## Документ
★ ★ ★ ★ ★
Детство Симочки впору считать благополучным. Крыша – была. От голодухи не помирал, как его украинские однокашники. В тридцатых Перец Маркиш уже вошел в элиту не только иудейско-идишской, но и российско-московской, европейской культуры. На огонек в открытый дом охотно заглядывали технари, литераторы, военные. Пятый пункт при входе не проверялся.

Спасибо товарищу Сталину за счастливое детство. Мерси от всего сердца. Оно не оставалось, однако же, глухим к «Великому перелому» и убийству Кирова, к 37-му и 41-му, к Бабьему Яру, к Холокосту…

Сызмальства Симон впитывал в себя свет Великой культуры, отмеченной вековой печатью трагизма.

Задолго до убийства Михоэлса члены его созвездия начали осознавать, что головокружение от успехов Вождя и Учителя лишало их точки опоры. Отравляло почву… Арест Антифашистского комитета на исходе сороковых-роковых стал закономерным продолжением курса, надломившегося 5 марта 1953 года. До этого момента семьи арестантов и расстрелянных отправлялись этапом в ссылку и лагеря. В ту пору имя гордой державы «СССР» многими толковалось как заклинание: «Смерть Сталина спасет Россию».
★ ★ ★ ★ ★
## Записи набора данных

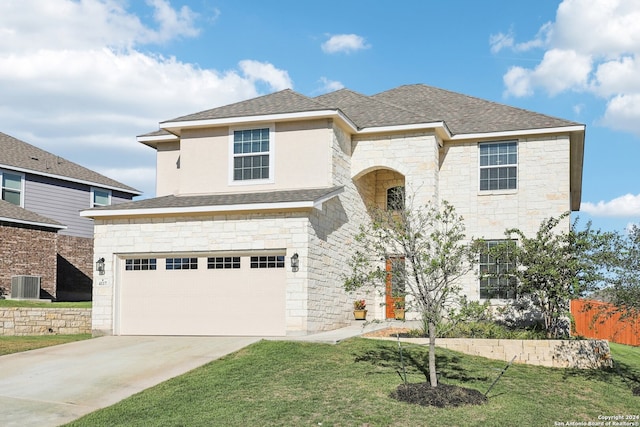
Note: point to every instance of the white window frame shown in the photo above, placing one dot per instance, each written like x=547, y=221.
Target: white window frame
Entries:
x=271, y=154
x=22, y=180
x=506, y=165
x=92, y=196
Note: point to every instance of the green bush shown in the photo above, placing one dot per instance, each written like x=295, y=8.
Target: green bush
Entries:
x=487, y=329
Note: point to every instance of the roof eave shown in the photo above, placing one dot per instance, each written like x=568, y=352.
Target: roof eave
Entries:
x=152, y=141
x=69, y=179
x=33, y=223
x=518, y=132
x=440, y=128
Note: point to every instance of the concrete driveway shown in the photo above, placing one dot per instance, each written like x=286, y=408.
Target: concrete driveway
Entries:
x=55, y=385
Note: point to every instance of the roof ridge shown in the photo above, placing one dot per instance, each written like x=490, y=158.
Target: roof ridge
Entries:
x=28, y=157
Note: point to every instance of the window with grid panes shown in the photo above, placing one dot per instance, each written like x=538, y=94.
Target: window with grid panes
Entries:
x=495, y=282
x=182, y=263
x=140, y=264
x=223, y=262
x=498, y=165
x=267, y=261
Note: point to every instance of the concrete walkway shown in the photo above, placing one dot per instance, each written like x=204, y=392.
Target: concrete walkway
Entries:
x=55, y=385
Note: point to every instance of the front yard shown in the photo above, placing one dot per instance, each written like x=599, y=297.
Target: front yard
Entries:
x=289, y=383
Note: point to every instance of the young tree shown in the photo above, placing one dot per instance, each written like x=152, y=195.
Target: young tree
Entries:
x=554, y=267
x=436, y=255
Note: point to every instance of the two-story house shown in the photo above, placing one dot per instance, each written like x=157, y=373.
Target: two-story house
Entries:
x=41, y=231
x=258, y=203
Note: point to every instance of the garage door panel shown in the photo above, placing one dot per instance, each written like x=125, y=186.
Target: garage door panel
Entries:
x=205, y=301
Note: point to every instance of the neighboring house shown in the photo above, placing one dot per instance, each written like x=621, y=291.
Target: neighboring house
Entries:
x=41, y=230
x=258, y=203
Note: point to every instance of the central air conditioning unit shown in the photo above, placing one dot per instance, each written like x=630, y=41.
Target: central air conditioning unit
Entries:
x=25, y=287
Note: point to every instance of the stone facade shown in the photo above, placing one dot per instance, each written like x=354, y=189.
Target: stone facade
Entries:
x=366, y=166
x=75, y=268
x=21, y=321
x=26, y=250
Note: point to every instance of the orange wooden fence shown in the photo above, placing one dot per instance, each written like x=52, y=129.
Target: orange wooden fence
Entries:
x=591, y=322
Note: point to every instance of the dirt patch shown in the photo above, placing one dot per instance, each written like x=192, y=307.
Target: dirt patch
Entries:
x=443, y=396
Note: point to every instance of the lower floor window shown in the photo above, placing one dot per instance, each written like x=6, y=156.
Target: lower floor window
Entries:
x=495, y=282
x=269, y=261
x=182, y=263
x=140, y=264
x=223, y=262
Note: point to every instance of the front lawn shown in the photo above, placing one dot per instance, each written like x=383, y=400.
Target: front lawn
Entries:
★ ★ ★ ★ ★
## Что сделать
**1.** Приведите фрагмент текста о детстве Симона от «Детство Симочки впору» до «вековой печатью трагизма.», подставив «инженеры» вместо «технари».
**2.** Продолжите текст о детстве Симона после его последнего предложения.

## Решённые задачи
**1.**
Детство Симочки впору считать благополучным. Крыша – была. От голодухи не помирал, как его украинские однокашники. В тридцатых Перец Маркиш уже вошел в элиту не только иудейско-идишской, но и российско-московской, европейской культуры. На огонек в открытый дом охотно заглядывали инженеры, литераторы, военные. Пятый пункт при входе не проверялся.

Спасибо товарищу Сталину за счастливое детство. Мерси от всего сердца. Оно не оставалось, однако же, глухим к «Великому перелому» и убийству Кирова, к 37-му и 41-му, к Бабьему Яру, к Холокосту…

Сызмальства Симон впитывал в себя свет Великой культуры, отмеченной вековой печатью трагизма.

**2.**
Не скажу за всю Россию, но родичей Переца Маркиша 5 марта спасло. Семья возвратилась в осиротевший дом, который стоял и стоит напротив памятника Максиму Горькому у Белорусского вокзала.

Теперь ссыльный школяр обрел право думать о «верхнем» образовании. Симон становится студентом классического отделения филфака МГУ. Почему именно классического? Да потому, что юная мысль рвалась к истокам культуры, жаждала добраться до глубинных пластов. Ей требовались латынь, древнегреческий, Ветхий и Новый Завет…

При желании Симон сумел бы преодолеть преграды и на пути к карьере академической. Защитил бы кандидатскую, докторскую, дотянулся бы до профессуры. Но карьера не влекла.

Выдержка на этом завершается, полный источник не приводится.